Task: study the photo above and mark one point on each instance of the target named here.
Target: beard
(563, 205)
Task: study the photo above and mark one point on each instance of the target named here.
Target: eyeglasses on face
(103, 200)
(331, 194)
• • •
- _WHAT YOU SHOULD DO_: All entries shown above should be duplicated without a single difference.

- _TASK RESPONSE_:
Task: study the photo above and mark one point on each instance of the target named here.
Target: beard
(563, 205)
Task: study the photo above and mark one point on each instance of the target named here.
Target: eyeglasses on face
(103, 200)
(331, 194)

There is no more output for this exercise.